# [Exercise aim]
Answer these from the freight rates article below, one answer per line, numbered the same way:
1. Which agency plans to set up a working group to inspect the hike in freight rates?
2. What volume of export containers did 2020 reach?
3. What share of Vietnamese enterprises signed import contracts with the CIF condition?

Goods are loaded onto a ship at Hải Phòng Port in the northern city of Hải Phòng. Besides rising freight rates, many businesses couldn’t occupy room on ships due to a lack of empty containers. VNA/VNS Photo An Đăng
HÀ NỘI — The Vietnam Maritime Administration (VMA) plans to set up a working group to inspect the hike in freight rates among shipping companies that have routes to Europe and America.
In a recent interview with Vietnam News Agency, deputy head of the VMA Hoàng Hồng Giang said the move aimed to remove difficulties for export activities and ensure transparency in the listing of freight prices.
Giang attributed the price hike to the strict border controls and limited trade activities during the prolonged COVID-19 pandemic.
“Many seaports, especially in Europe and America, are in a state of stagnation due to a lack of manpower. This results in millions of congested containers at ports or borders, causing a shortage of empty containers for packing,” Giang said.
“Some seaports applying isolation measures also leads to longer ship turnaround times than before.”
Another reason was the increase in import demand of America and Europe for goods from China and Asia, Giang said.
The increased demand led to an imbalance between the volume of goods exported and imported from October 2020. In 2020, the volume of export containers increased, up 13 per cent over the same period last year, reaching 7.38 million twenty-foot equivalent units (TEUs), while the volume of imported goods increased 8 per cent, reaching 7.27 million TEUS.
During the last three months, freight rates had soared to US$8,000, even to $10,000 in certain cases, from less than $1,000 at the beginning of 2020. It has sharply driven up expenses for exporters and raised concerns over a lack of transparency and inadequate price management of containers, he said.
Besides rising freight rates, many businesses couldn’t occupy room on ships due to the lack of empty containers, goods ready for export thus couldn’t be transported, leading to rising inventories, he said.
As many as 90 per cent of Vietnamese enterprises inked import contracts with the CIF (cost, insurance and freight) condition, and export contracts with the FOB (free on board) condition. Under these contracts, foreign partners were mainly responsible for shipping phases. However, due to the increased rates, the foreign partners required Vietnamese enterprises to share the added cost, he said.
“The continuous increase in freight rates and surcharges has caused many difficulties for businesses, increasing transportation and storage costs, affecting production and distribution of goods.

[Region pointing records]

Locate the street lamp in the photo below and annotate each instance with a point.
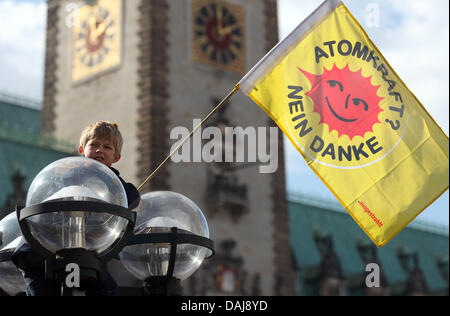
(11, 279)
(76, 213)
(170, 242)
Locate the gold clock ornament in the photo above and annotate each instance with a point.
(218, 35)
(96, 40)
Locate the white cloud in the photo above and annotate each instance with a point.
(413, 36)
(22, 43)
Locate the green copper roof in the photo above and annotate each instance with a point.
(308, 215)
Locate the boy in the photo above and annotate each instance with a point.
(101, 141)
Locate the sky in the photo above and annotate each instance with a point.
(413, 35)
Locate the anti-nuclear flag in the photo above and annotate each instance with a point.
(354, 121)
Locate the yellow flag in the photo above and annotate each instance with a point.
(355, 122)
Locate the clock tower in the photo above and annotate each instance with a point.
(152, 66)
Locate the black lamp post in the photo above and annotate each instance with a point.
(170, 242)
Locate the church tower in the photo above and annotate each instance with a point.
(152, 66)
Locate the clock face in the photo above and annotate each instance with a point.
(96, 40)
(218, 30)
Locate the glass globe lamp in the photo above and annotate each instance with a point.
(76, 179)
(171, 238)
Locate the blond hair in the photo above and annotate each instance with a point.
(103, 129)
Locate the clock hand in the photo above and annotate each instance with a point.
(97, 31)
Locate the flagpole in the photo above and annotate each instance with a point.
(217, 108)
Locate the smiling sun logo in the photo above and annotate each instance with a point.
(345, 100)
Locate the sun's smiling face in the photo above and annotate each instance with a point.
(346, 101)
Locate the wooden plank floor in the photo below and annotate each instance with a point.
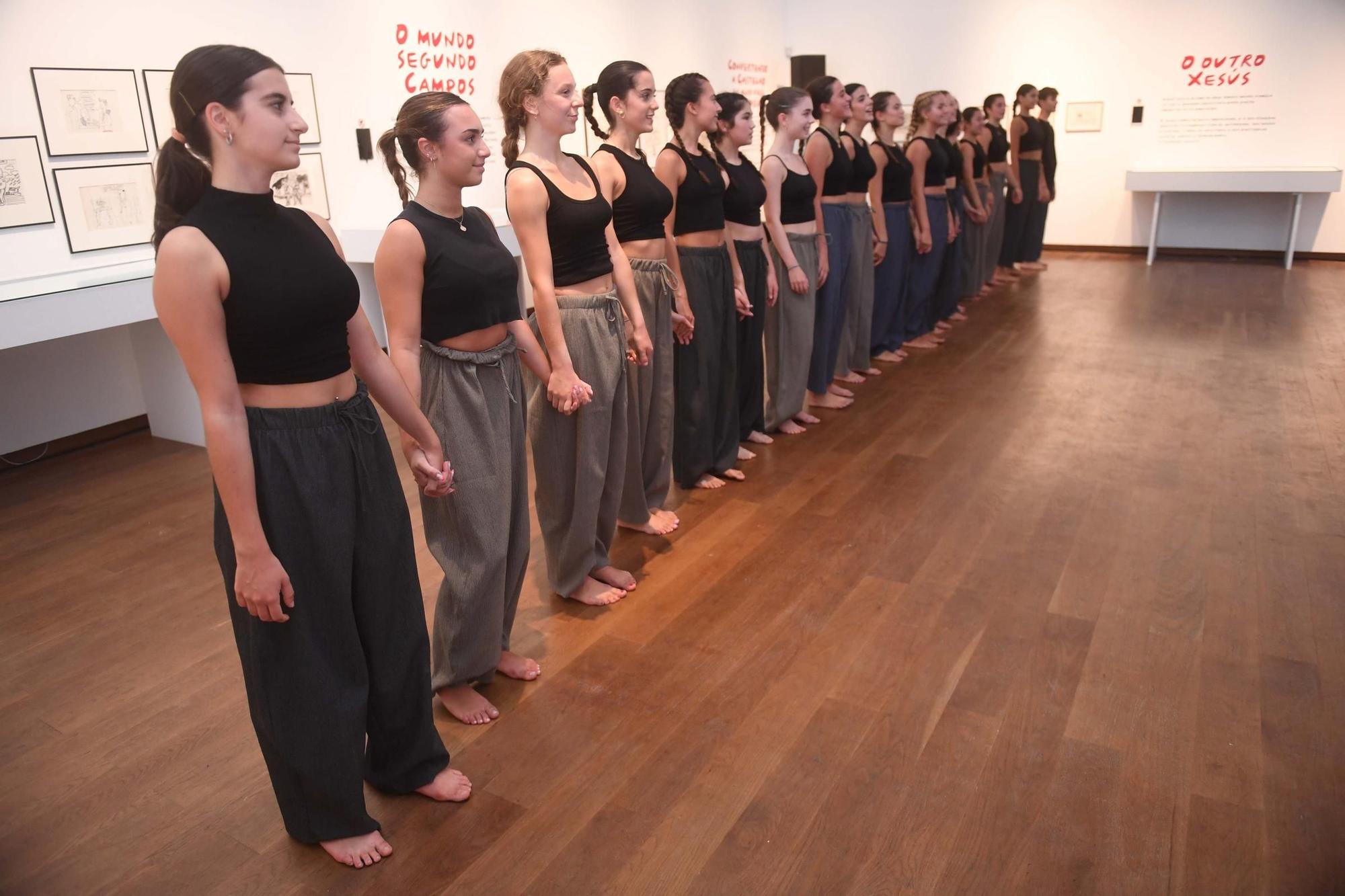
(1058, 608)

==

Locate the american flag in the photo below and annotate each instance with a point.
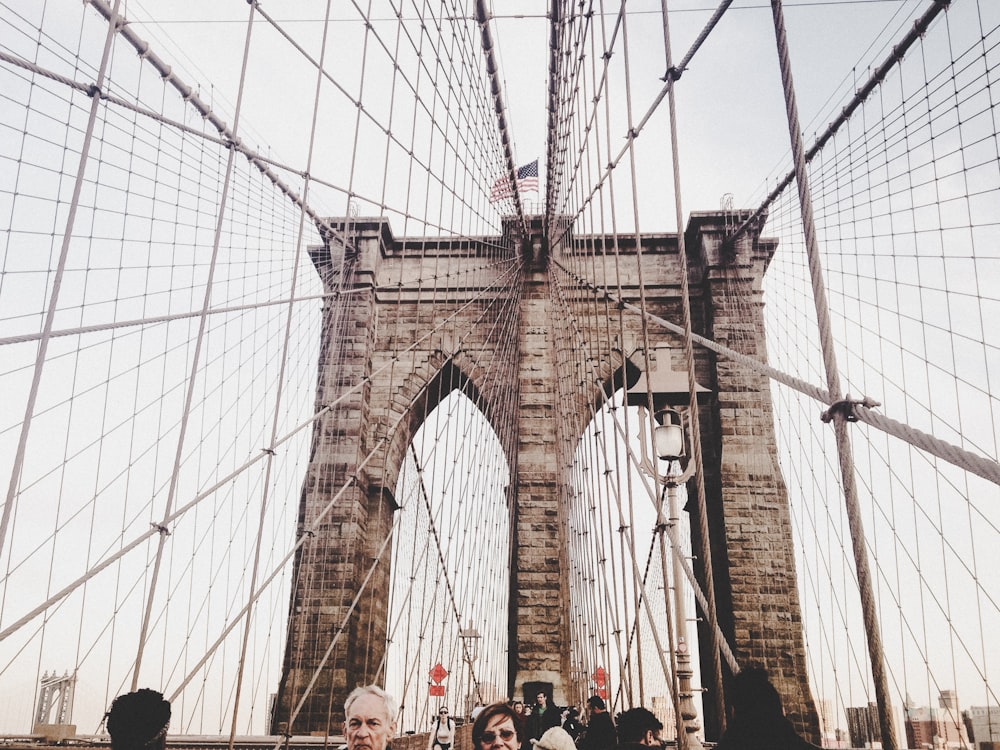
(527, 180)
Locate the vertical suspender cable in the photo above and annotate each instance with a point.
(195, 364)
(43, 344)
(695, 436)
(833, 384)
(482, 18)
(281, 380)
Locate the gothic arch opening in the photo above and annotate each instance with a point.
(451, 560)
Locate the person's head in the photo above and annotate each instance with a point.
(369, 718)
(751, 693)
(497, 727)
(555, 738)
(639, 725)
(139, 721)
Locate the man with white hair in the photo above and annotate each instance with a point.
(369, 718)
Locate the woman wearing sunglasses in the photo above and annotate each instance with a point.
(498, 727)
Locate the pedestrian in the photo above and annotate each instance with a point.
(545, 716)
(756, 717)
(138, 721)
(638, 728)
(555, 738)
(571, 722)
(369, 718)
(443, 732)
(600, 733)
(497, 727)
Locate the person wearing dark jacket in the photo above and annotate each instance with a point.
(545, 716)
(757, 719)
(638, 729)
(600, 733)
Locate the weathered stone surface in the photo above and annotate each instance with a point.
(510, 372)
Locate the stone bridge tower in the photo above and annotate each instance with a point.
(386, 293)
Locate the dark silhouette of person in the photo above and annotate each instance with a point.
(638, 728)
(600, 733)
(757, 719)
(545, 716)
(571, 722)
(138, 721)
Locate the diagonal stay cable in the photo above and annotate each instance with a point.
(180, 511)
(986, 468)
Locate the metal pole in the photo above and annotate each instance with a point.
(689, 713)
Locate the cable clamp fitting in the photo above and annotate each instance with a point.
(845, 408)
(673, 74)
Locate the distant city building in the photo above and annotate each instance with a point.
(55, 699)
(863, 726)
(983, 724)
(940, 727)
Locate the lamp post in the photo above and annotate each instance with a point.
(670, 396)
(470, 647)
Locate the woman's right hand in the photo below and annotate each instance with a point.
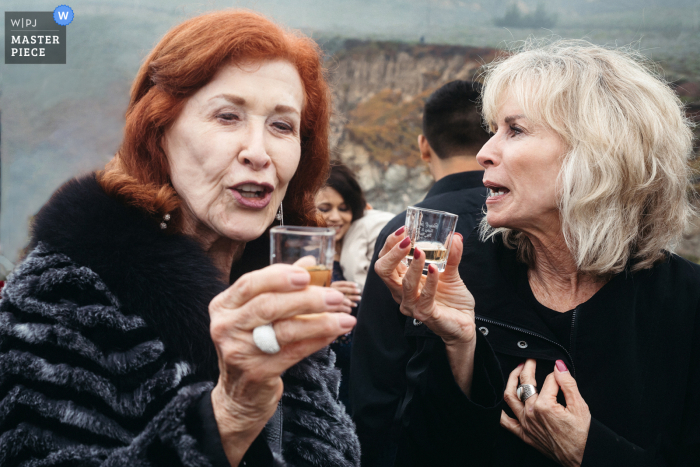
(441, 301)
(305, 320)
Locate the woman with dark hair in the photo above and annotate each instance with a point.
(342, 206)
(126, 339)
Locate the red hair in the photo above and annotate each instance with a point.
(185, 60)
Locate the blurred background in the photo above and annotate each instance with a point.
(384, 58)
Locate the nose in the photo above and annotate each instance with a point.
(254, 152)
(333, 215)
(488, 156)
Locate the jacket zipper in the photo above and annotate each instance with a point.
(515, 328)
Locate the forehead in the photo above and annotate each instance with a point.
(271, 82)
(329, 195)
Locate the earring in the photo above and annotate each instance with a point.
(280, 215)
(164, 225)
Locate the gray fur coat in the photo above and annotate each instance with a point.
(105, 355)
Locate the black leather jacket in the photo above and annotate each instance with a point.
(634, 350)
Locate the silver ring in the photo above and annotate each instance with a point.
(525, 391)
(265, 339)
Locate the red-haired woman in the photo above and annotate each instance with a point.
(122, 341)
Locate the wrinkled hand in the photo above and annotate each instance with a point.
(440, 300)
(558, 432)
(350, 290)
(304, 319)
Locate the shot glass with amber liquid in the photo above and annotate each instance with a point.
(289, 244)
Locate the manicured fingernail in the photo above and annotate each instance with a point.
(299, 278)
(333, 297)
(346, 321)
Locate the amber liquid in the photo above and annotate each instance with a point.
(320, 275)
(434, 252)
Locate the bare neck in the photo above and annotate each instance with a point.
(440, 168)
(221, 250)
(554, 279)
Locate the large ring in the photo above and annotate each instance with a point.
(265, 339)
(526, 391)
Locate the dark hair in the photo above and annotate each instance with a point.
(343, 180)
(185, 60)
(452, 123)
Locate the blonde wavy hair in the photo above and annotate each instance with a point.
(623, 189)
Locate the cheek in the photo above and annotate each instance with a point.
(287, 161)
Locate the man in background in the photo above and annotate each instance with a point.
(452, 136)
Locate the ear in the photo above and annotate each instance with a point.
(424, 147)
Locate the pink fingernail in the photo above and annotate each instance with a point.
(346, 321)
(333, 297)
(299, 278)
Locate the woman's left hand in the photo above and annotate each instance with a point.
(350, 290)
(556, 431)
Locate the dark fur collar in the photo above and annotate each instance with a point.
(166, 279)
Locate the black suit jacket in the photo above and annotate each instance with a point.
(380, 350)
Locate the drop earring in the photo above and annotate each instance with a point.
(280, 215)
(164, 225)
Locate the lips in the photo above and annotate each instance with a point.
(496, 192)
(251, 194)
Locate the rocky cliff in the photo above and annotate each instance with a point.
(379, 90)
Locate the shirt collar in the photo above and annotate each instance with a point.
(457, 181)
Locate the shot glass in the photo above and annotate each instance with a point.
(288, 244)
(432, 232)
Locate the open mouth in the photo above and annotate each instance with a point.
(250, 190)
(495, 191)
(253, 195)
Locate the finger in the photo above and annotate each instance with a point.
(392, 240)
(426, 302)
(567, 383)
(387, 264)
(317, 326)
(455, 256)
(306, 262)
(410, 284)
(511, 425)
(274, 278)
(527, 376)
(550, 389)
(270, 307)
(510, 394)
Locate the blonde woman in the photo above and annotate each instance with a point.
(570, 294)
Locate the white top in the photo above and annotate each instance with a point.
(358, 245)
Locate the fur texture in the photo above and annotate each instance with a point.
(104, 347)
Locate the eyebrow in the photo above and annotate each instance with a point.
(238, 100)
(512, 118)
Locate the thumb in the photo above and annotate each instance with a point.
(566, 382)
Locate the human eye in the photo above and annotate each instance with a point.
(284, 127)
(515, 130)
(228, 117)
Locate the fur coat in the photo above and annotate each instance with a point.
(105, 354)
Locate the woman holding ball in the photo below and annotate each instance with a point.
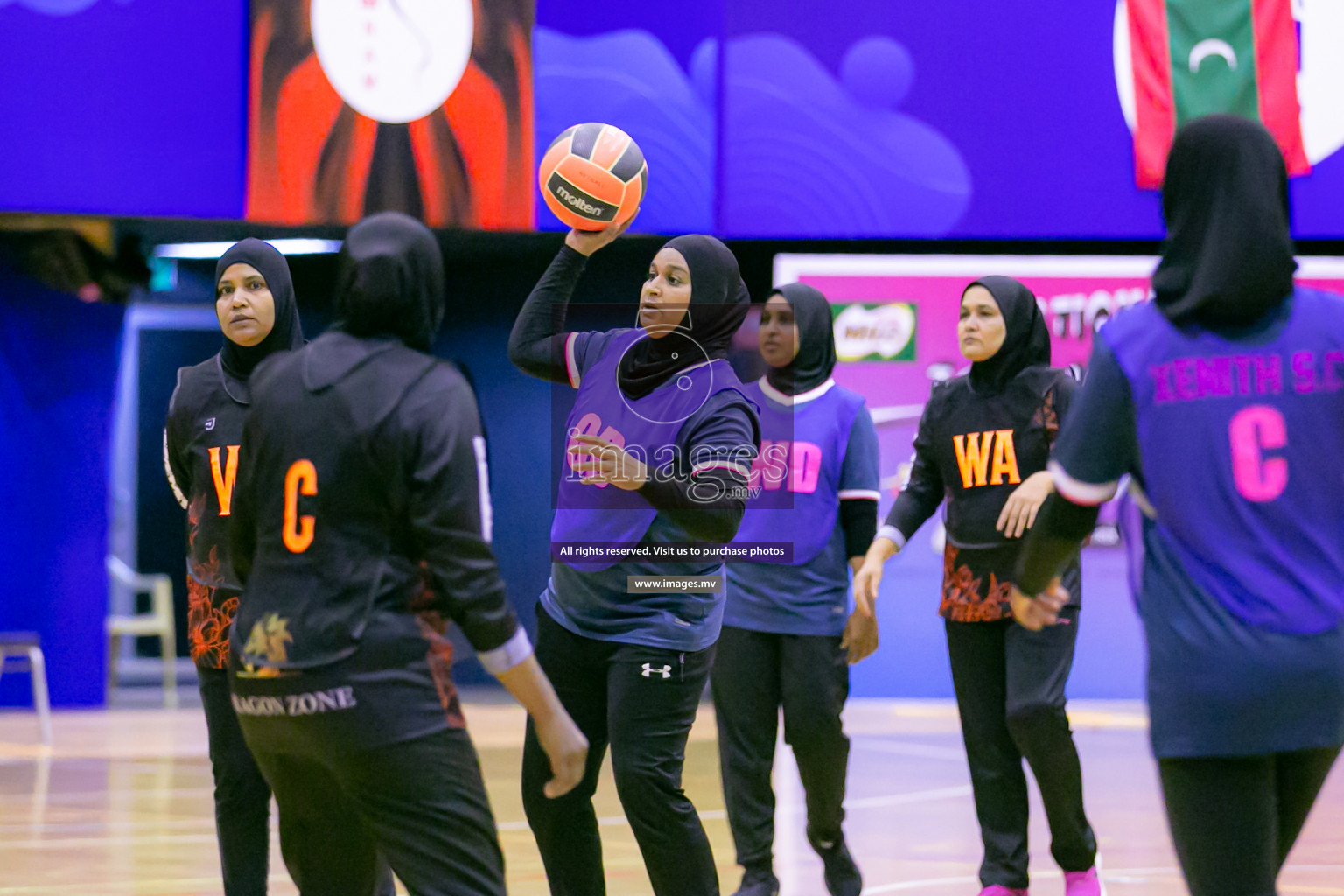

* * *

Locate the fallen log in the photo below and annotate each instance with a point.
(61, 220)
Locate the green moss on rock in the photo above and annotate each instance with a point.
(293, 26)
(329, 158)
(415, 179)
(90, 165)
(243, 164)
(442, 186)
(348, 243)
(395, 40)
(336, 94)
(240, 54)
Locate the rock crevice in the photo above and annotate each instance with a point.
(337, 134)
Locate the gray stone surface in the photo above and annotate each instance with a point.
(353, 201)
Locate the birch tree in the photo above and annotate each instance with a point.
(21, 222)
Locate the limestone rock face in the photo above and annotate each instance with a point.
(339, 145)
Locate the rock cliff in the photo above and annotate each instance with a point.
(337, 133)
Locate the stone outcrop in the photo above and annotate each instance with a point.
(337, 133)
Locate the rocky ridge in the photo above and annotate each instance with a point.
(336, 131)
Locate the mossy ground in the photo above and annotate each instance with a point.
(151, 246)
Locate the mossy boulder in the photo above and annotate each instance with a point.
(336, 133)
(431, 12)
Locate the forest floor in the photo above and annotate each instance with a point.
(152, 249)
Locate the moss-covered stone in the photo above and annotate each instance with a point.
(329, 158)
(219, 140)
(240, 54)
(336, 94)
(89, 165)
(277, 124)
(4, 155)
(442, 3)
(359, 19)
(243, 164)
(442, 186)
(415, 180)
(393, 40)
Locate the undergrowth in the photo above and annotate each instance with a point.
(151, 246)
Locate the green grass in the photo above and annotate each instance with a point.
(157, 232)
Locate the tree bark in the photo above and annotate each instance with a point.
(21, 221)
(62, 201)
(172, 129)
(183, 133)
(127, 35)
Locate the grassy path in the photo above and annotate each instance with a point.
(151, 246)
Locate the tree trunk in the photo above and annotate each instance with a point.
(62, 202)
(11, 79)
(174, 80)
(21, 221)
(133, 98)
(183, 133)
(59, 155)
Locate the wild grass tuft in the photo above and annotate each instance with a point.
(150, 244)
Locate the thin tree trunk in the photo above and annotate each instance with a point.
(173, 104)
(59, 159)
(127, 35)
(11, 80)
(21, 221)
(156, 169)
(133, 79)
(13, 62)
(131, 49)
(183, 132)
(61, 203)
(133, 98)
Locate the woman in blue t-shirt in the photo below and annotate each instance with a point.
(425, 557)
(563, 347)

# [Solution]
1. The Vietnam Maritime Administration (VMA)
2. 7.38 million twenty-foot equivalent units (TEUs)
3. As many as 90 per cent